### Teks Kutipan
——
Skip to content Skip to sidebar Skip to footer

Hadist



BAB I
PENDAHULUAN

A.    LATAR BELAKANG
Semua umat Islam telah sepakat dengan bulat bahwa Hadits Rasul adalah sumber dan dasar hukum Islam setelah Al – Qur’an, dan umat Islam diwajibkan mengikuti dan mengamalkan hadits sebagaimana diwajibkan mengikuti dan mengamalkan Al – Qur’an. Al – Qur’an dan hadits merupakan dua sumber hukum pokok syariat Islam yang tetap, dan orang Islam tidak akan mungkin, bisa memahami syariat Islam secara mendalam dan lengkap tanpa kembali kepada kedua sumber Islam tersebut. Seorang mujtahid dan seorang ulama pun tidak diperbolehkan hanya mencukupkan diri dengan mengambil salah satu keduanya.
Banyak kita jumpai ayat – ayat Al – Qur’an dan Hadits – hadits yang memberikan pengertian bahwa hadits merupakan sumber hukum islam selain Al – Qur’an yang wajib diikuti, dan diamalkan baik dalam bentuk perintah maupun larangannya. Hadits itu sendiri secara istilah adalah segala peristiwa yang disandarkan kepada Nabi Muhammad SAW, baik perkataan, perkataan, segala keadaan, atau perilakunya.
——
### Bahan yang Diberikan

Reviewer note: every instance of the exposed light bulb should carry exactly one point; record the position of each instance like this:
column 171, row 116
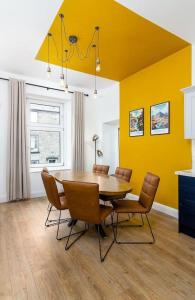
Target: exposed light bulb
column 66, row 89
column 95, row 94
column 48, row 72
column 62, row 80
column 98, row 66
——
### Tugas
Menurut teks tentang hadits, kedudukan apa yang telah disepakati semua umat Islam bagi Hadits Rasul dalam hukum Islam?

### Jawaban Lengkap
Hadits Rasul adalah sumber dan dasar hukum Islam setelah Al-Qur’an.